→ **Opdracht 1**: Filter de records hieronder en neem elke regel over waarin de string "handle" voorkomt.

→ **Tekstfragment**:
┄┄┄┄┄┄┄┄┄┄
Gelet op de organieke wet van 8 juli 1976 betreffende de openbare centra voor maatschappelijk welzijn, inzonderheid op artikel 60, 1, vierde lid, ingevoegd bij de wet van 15 juli 1996;
Gelet op het advies van de Inspectie van Financiën, gegeven op 6 januari 1997;
Gelet op de wetten op de Raad van State, gecoördineerd op 12 januari 1973, inzonderheid op artikel 84, eerste lid, 2°, ingevoegd bij de wet van 4 augustus 1996;
Gelet op de spoedeisendheid gemotiveerd door het feit dat onverwijld uitvoering moet gegeven worden aan de bepaling van artikel 60, 1, vierde lid, van de organieke wet van 8 juli 1976 betreffende de openbare centra voor maatschappelijk welzijn, ingevoegd door artikel 67 van de wet van 15 juli 1996 tot wijziging van de wet van 15 december 1980 betreffende de toegang tot het grondgebied, het verblijf, de vestiging en de verwijdering van vreemdelingen en van de organieke wet van 8 juli 1976 betreffende de openbare centra voor maatschappelijk welzijn. Dit artikel 67 is in werking getreden de tiende dag na die van de bekendmaking van het koninklijk besluit van 12 december 1996 in het Belgisch Staatsblad van 31 december 1996 (derde boekdeel);
Gelet op het advies van de Raad van State, gegeven op 30 januari 1997;
Op de voordracht van Onze Minister van Volksgezondheid en van Onze Staatssecretaris voor Maatschappelijke Integratie, Hebben Wij besloten en besluiten Wij :
Artikel 1.Het openbaar centrum voor maatschappelijk welzijn van de administratieve verblijfplaats van een asielzoeker kan overeenkomstig artikel 60, 1, vierde lid, van de organieke wet van 8 juli 1976 betreffende de openbare centra voor maatschappelijk welzijn het centrum van de werkelijke verblijfplaats van de betrokken asielzoeker verzoeken het sociaal onderzoek uit te voeren.
┄┄┄┄┄┄┄┄┄┄
→ **Recordfragmenten**:
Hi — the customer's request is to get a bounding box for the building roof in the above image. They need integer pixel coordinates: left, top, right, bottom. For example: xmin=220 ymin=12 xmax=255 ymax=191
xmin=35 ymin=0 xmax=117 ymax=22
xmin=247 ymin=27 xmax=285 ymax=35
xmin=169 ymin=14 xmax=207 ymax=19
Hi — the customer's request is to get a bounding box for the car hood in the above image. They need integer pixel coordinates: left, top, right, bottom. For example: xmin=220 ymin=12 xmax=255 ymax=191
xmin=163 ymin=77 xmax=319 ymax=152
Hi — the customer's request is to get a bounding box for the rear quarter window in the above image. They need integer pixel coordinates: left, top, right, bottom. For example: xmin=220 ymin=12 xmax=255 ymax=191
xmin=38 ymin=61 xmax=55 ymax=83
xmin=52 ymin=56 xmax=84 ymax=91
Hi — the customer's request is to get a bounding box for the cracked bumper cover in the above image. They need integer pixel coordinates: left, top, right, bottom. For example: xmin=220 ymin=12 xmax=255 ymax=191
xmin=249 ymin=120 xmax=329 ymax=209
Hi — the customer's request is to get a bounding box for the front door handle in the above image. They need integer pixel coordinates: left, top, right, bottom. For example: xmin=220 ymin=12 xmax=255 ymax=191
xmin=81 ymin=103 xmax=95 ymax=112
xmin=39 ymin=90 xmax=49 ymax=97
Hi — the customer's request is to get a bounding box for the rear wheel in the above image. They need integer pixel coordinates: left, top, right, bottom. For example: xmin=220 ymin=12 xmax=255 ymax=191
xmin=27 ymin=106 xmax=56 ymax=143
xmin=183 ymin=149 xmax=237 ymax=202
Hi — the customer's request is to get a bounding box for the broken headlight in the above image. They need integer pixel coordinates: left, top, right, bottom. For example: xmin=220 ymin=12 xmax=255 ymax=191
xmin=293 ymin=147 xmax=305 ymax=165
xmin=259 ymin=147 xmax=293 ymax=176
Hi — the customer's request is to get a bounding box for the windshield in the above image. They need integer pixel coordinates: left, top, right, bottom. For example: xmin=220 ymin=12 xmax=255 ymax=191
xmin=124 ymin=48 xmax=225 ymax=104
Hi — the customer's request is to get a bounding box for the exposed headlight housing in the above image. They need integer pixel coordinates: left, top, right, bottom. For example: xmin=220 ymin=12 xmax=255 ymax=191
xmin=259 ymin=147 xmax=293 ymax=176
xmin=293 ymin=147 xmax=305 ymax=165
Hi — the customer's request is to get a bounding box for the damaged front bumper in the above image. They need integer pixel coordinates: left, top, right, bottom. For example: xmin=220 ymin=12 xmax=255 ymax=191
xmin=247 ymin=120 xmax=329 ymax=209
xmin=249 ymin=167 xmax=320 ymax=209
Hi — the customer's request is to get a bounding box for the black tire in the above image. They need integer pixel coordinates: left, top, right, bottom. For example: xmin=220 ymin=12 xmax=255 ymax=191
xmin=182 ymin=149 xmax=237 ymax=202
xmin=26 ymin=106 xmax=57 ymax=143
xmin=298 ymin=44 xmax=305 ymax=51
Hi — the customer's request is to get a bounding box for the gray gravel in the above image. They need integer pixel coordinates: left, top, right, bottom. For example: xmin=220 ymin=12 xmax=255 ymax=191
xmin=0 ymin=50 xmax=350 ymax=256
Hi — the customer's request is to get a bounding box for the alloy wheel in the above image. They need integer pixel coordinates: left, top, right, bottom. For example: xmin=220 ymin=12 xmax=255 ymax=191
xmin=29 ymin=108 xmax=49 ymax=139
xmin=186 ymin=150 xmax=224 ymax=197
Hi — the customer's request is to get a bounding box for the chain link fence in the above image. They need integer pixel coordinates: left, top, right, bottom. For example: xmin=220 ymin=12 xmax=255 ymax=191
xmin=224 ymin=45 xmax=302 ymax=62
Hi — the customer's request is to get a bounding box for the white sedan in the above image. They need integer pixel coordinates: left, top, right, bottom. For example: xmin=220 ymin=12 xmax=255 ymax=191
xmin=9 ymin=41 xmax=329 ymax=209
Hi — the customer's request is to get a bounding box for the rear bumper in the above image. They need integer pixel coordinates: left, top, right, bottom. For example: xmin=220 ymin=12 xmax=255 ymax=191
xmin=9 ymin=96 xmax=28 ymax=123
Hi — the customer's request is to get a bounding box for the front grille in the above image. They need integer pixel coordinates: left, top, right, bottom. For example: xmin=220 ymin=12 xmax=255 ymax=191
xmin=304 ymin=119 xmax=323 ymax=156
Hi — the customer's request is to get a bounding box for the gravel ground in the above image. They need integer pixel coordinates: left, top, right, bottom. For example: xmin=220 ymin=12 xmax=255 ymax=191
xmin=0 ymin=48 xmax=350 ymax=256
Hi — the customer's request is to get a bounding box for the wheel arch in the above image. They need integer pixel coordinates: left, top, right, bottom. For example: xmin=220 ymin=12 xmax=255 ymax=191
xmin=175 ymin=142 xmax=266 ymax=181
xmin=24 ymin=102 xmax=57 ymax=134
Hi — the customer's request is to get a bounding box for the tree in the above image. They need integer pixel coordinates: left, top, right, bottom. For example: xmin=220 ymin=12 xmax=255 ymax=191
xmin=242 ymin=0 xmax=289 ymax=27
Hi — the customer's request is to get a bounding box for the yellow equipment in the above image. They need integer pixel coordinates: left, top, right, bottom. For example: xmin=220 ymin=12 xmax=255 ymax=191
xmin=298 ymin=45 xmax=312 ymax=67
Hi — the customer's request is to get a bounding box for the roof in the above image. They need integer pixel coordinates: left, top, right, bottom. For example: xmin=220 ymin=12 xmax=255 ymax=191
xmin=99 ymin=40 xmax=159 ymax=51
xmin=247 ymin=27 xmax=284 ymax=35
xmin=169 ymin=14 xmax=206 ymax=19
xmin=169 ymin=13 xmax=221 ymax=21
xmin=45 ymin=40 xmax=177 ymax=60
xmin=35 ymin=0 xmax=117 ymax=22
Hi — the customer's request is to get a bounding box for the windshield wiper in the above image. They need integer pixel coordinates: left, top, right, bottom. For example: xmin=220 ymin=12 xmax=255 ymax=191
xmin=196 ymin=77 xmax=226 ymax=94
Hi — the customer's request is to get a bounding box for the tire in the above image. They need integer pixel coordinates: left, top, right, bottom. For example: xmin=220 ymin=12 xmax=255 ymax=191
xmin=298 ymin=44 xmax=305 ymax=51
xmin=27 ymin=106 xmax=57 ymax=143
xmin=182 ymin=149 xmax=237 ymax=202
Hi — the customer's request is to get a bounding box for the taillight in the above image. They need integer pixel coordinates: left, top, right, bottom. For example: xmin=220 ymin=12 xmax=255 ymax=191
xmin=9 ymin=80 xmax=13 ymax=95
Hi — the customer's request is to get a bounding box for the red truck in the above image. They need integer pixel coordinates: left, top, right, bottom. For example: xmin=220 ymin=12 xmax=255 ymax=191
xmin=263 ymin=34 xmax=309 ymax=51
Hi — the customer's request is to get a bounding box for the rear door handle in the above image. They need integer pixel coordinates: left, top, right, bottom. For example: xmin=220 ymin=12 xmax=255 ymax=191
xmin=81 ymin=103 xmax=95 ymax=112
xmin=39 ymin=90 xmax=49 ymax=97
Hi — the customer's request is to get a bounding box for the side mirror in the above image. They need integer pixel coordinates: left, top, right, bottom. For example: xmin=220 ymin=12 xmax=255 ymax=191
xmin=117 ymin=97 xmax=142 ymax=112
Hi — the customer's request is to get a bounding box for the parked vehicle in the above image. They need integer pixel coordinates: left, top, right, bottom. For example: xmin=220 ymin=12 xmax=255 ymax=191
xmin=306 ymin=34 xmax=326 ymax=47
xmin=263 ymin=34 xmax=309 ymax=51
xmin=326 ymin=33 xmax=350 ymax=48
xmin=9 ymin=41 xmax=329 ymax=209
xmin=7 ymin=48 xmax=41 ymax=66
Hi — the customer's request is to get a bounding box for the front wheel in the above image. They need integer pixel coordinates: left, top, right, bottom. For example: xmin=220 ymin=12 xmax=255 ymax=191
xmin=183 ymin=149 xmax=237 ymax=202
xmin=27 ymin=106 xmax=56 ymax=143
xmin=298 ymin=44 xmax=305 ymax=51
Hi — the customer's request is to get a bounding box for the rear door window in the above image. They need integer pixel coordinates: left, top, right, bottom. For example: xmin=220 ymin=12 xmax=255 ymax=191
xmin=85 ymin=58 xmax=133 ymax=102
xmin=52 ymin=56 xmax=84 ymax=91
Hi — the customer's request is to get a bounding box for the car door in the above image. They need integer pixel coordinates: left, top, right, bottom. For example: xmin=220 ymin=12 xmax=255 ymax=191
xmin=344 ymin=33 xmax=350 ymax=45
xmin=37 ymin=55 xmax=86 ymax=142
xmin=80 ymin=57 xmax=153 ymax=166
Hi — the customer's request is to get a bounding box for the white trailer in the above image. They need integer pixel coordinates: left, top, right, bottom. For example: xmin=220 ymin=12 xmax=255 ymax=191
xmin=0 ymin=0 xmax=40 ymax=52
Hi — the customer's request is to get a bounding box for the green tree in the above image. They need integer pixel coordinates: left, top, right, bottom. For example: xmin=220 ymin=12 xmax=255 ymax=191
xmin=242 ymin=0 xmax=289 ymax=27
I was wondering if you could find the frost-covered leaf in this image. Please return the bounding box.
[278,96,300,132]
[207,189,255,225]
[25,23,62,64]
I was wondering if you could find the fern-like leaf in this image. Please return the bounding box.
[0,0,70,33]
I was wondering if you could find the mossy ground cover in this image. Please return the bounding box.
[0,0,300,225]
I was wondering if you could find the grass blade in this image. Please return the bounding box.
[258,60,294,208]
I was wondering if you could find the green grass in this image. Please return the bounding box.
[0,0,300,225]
┄┄┄┄┄┄┄┄┄┄
→ **Opdracht 2**: Op welke datum gaf de Inspectie van Financiën volgens het tekstfragment haar advies?

→ **Antwoord 1**:
Hi — the customer's request is to get a bounding box for the front door handle in the above image. They need integer pixel coordinates: left, top, right, bottom. For example: xmin=220 ymin=12 xmax=255 ymax=191
Hi — the customer's request is to get a bounding box for the rear door handle in the above image. They need integer pixel coordinates: left, top, right, bottom. For example: xmin=220 ymin=12 xmax=255 ymax=191

→ **Antwoord 2**: Op 6 januari 1997.